__Your goal__
Rewrite the material from the line with "Spot the overcast" to the line with "[[743, 378], [673, 360]]", both included, as a numbered list with blank lines left out.

__Data__
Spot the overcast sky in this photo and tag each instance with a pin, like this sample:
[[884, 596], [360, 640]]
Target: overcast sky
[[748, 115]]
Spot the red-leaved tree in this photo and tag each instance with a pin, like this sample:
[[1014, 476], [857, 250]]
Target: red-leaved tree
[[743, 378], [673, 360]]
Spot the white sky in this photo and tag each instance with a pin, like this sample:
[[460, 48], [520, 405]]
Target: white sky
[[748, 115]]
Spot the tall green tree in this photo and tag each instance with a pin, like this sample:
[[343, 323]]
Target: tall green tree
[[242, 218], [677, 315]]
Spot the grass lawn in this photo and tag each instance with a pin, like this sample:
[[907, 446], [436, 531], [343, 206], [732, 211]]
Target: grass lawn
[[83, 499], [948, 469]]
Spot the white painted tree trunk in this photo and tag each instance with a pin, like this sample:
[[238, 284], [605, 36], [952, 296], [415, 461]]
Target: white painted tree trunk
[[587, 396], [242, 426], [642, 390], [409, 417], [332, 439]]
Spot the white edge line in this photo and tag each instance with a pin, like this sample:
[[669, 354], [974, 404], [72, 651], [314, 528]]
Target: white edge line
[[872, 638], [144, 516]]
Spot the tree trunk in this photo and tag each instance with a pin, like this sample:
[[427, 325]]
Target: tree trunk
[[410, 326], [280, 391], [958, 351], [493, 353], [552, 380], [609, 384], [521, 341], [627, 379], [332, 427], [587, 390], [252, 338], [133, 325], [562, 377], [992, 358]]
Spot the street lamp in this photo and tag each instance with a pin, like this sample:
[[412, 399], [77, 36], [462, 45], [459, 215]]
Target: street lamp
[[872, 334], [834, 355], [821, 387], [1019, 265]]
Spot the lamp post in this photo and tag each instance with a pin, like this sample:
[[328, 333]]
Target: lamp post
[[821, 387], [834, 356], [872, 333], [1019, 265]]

---

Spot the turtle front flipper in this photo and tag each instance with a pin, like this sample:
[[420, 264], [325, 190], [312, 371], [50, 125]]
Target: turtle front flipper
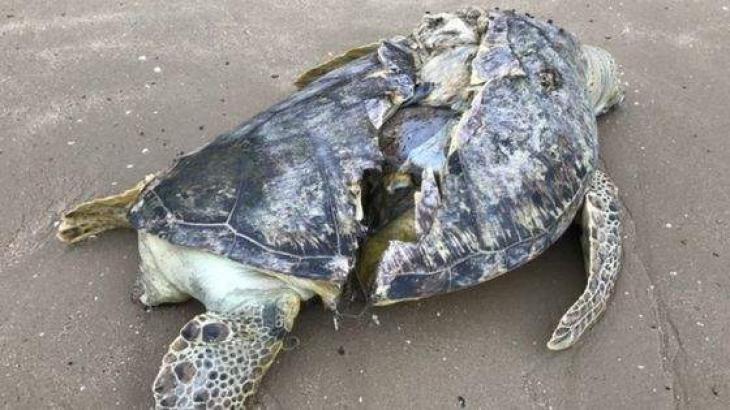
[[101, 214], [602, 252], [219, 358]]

__Written answer__
1. Spot the overcast sky in this photo and tag each instance with a pin, like this sample:
2. [[884, 596], [360, 640]]
3. Target: overcast sky
4. [[748, 115]]
5. Spot the red-leaved tree in this photo and tag each instance with a pin, like this sample:
6. [[1014, 476], [857, 250]]
7. Target: red-leaved tree
8. [[743, 378], [673, 360]]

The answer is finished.